(Stored items from a collection)
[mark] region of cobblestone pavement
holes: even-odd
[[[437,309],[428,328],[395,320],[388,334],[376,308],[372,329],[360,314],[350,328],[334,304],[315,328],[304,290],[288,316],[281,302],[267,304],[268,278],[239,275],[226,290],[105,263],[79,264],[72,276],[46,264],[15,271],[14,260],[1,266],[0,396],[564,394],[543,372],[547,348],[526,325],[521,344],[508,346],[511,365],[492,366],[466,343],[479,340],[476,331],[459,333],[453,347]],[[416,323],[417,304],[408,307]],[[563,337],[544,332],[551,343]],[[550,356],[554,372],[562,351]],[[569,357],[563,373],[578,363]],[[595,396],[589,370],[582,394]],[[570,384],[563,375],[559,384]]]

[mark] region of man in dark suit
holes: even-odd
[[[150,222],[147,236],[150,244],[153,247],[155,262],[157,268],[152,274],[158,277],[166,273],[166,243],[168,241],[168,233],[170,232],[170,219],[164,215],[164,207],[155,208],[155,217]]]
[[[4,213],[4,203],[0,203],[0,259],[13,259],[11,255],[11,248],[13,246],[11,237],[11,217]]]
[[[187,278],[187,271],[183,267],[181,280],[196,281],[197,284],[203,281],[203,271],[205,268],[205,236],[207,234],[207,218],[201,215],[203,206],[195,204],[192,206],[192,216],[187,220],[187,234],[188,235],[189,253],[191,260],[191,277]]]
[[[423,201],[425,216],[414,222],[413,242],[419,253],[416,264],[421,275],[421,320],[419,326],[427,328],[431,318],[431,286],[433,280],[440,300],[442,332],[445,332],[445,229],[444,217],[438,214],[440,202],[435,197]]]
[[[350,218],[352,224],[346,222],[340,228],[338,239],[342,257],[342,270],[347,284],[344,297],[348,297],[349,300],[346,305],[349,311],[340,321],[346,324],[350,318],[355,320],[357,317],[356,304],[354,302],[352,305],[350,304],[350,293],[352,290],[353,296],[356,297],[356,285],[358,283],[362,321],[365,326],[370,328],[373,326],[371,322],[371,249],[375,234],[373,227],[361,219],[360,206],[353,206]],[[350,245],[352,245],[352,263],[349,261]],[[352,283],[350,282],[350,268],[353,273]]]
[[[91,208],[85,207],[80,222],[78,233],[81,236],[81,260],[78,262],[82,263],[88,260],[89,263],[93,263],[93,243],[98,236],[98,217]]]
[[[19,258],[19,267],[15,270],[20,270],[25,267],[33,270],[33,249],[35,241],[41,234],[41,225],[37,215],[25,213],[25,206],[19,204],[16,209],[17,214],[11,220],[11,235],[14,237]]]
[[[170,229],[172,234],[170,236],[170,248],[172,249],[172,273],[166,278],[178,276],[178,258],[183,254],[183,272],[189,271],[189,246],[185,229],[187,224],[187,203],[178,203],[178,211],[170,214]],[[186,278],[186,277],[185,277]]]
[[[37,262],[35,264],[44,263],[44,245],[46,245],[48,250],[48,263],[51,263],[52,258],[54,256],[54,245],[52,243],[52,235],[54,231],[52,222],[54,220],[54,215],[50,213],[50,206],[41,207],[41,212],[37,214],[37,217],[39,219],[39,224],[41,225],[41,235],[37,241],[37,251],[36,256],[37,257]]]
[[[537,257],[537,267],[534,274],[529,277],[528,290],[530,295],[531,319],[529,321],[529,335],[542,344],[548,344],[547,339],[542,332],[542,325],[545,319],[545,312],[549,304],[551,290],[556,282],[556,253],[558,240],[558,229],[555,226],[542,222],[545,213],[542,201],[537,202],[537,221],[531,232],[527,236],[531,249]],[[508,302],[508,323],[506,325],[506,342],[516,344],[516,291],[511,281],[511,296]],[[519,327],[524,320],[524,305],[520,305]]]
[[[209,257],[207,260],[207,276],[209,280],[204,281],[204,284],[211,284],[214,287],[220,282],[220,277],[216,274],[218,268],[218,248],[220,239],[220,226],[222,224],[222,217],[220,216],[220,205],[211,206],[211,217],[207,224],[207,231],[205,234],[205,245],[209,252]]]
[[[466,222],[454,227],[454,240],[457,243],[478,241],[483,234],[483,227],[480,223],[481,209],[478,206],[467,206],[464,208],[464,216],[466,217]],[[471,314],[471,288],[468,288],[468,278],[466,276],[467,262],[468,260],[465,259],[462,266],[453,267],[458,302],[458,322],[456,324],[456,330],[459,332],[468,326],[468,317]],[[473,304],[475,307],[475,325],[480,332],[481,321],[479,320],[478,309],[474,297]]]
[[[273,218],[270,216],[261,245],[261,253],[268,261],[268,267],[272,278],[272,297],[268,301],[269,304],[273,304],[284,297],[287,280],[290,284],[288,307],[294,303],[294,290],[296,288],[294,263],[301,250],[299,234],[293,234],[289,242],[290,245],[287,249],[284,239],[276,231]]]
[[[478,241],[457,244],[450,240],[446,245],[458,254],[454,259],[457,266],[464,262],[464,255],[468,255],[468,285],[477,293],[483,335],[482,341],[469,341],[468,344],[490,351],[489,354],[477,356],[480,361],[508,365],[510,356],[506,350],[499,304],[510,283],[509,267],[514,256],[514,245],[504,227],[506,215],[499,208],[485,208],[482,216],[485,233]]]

EXERCISE REQUIREMENTS. State how many lines of the records above contain the string "region", treating uppercase and lowercase letters as different, and reply with the number alone.

EXERCISE OUTPUT. 2